Write the next part of the Interwetten.com Racing team history, picking up after its last sentence.

══ Source document ══

Interwetten.com Racing is a racing team from Austria. It was founded in 2001 by Walter Raus.

Career
The team started its career in Formula Volkswagen, and in its second year of operations won the championship with the German driver Sven Barth.

In 2004 they moved up to Formula Renault V6 Eurocup with drivers Sven Barth and Jaap van Lagen, with sponsorship from the Austrian bookmaking agency Interwetten, with Barth winning the Monaco race and Van Lagen taking a win Oschersleben.

The following year, Renault founded the World Series by Renault, merging World Series by Nissan and Formula Renault V6 Eurocup and Interwetten remained. Fernando Rees drove for the team and scored a series of impressive Qualifying results.

But they would have to wait until 2006, for their first success with Andy Soucek and Eric Salignon taking several race victories, giving Interwetten the Teams Championship.

═══
══ Records ══

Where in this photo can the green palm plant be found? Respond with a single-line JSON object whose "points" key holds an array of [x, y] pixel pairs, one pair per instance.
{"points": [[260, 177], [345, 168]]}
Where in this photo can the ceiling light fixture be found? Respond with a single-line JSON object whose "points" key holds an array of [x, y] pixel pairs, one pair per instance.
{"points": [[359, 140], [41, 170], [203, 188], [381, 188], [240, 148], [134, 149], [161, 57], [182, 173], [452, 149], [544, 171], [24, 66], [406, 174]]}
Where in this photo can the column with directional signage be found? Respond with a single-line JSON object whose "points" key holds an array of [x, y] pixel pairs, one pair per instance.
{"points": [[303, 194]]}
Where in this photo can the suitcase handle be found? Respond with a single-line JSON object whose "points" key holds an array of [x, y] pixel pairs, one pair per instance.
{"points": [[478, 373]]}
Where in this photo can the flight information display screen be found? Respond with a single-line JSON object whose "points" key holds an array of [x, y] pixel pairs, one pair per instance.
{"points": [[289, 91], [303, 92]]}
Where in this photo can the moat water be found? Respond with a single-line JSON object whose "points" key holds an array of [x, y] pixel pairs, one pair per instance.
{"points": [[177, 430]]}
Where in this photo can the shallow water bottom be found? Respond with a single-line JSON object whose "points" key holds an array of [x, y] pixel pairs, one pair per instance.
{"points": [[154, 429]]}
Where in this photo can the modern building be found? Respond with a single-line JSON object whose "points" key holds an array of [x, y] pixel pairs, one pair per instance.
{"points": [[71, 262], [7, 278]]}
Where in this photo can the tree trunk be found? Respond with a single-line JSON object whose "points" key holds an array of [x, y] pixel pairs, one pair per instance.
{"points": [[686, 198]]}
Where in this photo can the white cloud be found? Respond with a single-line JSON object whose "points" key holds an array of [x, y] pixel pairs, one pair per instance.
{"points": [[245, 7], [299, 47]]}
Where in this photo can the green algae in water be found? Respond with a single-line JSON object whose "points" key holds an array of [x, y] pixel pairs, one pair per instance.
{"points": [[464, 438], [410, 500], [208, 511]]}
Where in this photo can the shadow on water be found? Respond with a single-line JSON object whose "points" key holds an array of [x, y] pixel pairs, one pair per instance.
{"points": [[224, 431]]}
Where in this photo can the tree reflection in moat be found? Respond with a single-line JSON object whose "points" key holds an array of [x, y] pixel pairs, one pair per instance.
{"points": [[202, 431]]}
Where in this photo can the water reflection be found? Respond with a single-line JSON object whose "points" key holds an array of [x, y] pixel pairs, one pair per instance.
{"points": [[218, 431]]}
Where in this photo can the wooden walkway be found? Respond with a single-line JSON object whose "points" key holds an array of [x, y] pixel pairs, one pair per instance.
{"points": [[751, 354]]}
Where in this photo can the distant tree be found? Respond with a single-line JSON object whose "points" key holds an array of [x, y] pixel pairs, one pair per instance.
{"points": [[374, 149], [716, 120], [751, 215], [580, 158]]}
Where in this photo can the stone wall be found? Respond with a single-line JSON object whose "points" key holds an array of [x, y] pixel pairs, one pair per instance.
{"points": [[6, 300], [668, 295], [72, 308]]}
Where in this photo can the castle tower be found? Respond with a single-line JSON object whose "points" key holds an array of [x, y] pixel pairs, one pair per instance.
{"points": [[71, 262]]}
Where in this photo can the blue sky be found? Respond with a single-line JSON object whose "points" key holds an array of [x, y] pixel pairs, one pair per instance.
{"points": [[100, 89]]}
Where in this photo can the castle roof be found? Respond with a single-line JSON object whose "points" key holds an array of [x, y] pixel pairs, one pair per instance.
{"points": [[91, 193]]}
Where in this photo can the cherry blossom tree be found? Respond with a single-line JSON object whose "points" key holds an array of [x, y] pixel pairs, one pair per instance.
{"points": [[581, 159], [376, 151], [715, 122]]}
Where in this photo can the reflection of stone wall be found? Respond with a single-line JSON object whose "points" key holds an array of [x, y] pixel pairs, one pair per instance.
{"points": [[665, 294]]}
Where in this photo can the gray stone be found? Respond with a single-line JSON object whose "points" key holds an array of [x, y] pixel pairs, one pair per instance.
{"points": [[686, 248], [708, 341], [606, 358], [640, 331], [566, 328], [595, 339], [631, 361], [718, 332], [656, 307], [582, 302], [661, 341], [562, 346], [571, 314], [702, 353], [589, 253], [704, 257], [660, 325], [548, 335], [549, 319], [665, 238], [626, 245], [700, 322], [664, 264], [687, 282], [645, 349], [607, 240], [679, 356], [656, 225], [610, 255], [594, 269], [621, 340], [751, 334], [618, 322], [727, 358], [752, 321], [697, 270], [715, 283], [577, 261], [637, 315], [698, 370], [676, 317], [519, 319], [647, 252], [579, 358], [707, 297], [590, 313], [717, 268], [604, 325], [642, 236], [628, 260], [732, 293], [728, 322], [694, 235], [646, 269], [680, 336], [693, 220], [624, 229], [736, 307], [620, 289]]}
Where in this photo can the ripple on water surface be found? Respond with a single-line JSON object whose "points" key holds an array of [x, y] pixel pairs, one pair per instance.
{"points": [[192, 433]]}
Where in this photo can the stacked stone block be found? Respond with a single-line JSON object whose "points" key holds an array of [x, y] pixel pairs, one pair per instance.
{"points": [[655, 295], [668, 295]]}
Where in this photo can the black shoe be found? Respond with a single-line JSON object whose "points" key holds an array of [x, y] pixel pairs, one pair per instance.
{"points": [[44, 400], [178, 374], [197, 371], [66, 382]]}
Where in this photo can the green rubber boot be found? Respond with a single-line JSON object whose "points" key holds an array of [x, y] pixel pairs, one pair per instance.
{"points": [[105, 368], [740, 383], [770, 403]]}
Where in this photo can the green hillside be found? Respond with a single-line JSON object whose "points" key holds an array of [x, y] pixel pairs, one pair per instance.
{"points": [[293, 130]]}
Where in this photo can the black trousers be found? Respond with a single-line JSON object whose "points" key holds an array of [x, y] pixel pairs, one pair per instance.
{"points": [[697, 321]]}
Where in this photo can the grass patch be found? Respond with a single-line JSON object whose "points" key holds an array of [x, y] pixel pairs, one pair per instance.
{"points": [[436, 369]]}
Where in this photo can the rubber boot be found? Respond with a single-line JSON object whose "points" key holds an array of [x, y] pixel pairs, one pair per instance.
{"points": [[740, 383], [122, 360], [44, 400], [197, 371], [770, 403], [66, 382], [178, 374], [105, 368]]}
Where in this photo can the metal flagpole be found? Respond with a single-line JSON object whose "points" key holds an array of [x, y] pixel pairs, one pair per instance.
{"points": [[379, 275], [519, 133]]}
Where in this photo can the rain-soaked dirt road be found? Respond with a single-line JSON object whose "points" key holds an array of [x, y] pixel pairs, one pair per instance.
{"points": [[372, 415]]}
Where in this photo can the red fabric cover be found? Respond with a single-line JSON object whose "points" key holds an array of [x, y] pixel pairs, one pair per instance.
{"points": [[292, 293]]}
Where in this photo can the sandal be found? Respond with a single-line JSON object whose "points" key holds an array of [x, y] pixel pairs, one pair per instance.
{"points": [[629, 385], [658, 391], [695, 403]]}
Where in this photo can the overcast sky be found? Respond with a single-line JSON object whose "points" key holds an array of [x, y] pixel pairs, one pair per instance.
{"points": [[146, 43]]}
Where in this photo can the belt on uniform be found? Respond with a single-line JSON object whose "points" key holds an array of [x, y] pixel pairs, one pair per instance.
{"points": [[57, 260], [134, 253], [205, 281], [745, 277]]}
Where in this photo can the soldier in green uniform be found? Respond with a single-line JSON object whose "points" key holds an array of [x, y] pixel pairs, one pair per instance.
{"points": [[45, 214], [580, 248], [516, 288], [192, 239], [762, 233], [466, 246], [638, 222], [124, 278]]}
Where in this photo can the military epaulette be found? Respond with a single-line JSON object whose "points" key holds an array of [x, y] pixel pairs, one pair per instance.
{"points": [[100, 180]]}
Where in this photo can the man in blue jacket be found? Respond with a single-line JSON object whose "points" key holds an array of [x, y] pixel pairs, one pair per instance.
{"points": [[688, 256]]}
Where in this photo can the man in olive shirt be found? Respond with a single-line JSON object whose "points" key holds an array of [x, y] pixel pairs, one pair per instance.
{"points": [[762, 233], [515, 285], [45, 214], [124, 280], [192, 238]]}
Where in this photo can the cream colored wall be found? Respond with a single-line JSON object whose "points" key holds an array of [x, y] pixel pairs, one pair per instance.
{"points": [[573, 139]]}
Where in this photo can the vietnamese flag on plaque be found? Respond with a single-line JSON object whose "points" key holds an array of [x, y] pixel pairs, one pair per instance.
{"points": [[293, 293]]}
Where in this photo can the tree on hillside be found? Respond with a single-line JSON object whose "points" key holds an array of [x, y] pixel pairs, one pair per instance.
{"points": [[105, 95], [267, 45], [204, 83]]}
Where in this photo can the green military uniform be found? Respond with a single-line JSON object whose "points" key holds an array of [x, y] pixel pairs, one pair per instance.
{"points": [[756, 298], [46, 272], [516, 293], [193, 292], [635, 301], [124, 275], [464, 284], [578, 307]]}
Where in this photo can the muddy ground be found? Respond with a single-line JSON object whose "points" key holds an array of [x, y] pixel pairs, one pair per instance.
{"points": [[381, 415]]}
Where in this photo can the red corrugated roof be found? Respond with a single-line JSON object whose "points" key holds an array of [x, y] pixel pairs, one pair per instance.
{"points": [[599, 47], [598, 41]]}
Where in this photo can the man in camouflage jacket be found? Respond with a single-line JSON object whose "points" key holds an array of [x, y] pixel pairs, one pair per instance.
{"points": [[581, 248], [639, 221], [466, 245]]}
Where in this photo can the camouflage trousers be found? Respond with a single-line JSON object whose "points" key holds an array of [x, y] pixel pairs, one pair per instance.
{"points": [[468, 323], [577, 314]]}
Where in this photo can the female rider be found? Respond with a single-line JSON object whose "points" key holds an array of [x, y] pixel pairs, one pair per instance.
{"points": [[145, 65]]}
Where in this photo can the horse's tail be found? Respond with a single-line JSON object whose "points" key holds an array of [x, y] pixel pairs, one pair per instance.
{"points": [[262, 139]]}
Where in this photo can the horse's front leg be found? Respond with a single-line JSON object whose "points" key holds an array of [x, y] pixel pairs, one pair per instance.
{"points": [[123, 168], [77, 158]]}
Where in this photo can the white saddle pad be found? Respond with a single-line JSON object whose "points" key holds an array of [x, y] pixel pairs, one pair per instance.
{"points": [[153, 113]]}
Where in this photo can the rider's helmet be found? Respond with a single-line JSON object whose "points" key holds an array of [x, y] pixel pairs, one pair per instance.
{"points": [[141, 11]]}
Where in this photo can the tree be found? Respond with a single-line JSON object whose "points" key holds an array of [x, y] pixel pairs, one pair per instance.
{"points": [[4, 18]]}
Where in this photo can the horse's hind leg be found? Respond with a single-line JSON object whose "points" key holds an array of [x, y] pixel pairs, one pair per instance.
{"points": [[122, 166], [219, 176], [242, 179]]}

═══

_Answer to this exercise_:
New driver Salvador Durán brought Telmex in as sponsor for 2007, winning one race while teammate Daniil Move failed to score a point. In 2008 the Austrian team ran Durán alongside compatriot Pablo Sánchez López.

In 2010, the team has announced it wants to expand to include the Formula Renault 2.0 Eurocup series.

Interwetten.com Racing, managed by Motorsport Consulting GmbH, was not selected by Renault-Sport for the 2010 Formula Renault 3.5 Series. Instead, a new team, FHV Interwetten.com, managed by FHV GmbH, was selected.

Results

World Series by Renault

Formula Renault V6 Eurocup

* D.C. = Drivers' Championship position, T.C. = Teams' Championship position.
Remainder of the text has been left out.